» **Task description**: Rewrite these lines, replacing "even-odd" with "nonzero" and leaving everything else unchanged.

» **Data shown**:

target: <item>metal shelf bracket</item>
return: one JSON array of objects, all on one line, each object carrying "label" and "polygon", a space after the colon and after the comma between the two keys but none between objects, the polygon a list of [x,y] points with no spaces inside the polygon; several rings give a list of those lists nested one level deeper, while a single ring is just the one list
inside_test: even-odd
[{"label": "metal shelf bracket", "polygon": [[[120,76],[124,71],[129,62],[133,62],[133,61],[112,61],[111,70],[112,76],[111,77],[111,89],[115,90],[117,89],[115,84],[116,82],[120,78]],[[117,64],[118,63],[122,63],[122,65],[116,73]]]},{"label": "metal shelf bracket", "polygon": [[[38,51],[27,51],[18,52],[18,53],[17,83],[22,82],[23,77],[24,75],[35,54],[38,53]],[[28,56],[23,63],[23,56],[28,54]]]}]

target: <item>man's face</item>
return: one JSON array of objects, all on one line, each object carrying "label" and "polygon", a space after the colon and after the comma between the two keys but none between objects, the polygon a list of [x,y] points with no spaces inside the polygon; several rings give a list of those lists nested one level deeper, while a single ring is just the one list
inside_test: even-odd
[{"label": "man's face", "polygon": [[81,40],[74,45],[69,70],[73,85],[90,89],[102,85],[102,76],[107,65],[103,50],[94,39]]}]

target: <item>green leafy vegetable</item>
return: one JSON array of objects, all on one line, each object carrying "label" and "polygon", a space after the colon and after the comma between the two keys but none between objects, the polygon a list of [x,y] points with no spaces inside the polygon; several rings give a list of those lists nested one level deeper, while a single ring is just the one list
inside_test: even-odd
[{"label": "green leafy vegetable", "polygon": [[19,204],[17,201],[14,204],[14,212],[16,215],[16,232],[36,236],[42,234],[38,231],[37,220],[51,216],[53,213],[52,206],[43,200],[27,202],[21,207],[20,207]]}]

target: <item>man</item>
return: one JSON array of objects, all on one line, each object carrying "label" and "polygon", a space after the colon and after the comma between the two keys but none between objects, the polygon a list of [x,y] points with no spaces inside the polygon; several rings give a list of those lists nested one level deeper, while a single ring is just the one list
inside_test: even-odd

» **Output for this task**:
target: <item>metal shelf bracket</item>
return: one JSON array of objects, all on one line, each object carrying "label" and "polygon", a space after the colon and after the comma between the two keys but none between objects, the polygon a list of [x,y] points with no spaces inside the polygon; several rings give a list of those lists nested one level deeper, while a single ring is just the one list
inside_test: nonzero
[{"label": "metal shelf bracket", "polygon": [[[120,76],[124,71],[129,62],[133,62],[133,61],[112,61],[111,70],[112,76],[111,77],[111,89],[115,90],[117,89],[115,84],[116,82],[120,78]],[[117,64],[118,63],[122,63],[122,65],[116,73]]]},{"label": "metal shelf bracket", "polygon": [[[38,51],[27,51],[18,52],[18,53],[17,83],[22,82],[23,77],[24,75],[35,54],[38,53]],[[28,56],[23,63],[23,56],[28,54]]]}]

target: <item>man's face</item>
return: one JSON array of objects, all on one line, each object carrying "label" and "polygon", a space after the colon and after the comma between the two keys but none between objects, the polygon a list of [x,y] points with no spaces inside the polygon; several rings give a list of those lists nested one level deeper, while a single ring is just the one list
inside_test: nonzero
[{"label": "man's face", "polygon": [[81,40],[74,45],[69,70],[73,85],[90,89],[102,85],[102,76],[107,65],[103,50],[94,39]]}]

target: <item>green leafy vegetable</item>
return: one JSON array of objects, all on one line, each object carrying "label" and "polygon", a space after the colon and after the comma between the two keys but none between objects, the polygon a list of [x,y] points with no spaces inside the polygon; several rings give a list of those lists nested one level deeper, while a single ring is just the one list
inside_test: nonzero
[{"label": "green leafy vegetable", "polygon": [[19,204],[17,201],[14,204],[14,212],[16,215],[16,232],[36,236],[42,234],[38,231],[37,220],[51,216],[53,213],[52,206],[43,200],[27,202],[21,207],[20,207]]}]

target: <item>man</item>
return: one JSON array of objects, all on one line, each object carrying "label" and "polygon", a space after the colon and after the comma between the two keys but none between objects, the polygon a list of [x,y] points with no spaces inside the polygon; several rings give a list of those lists nested one level deeper, while a single ring is just the one list
inside_test: nonzero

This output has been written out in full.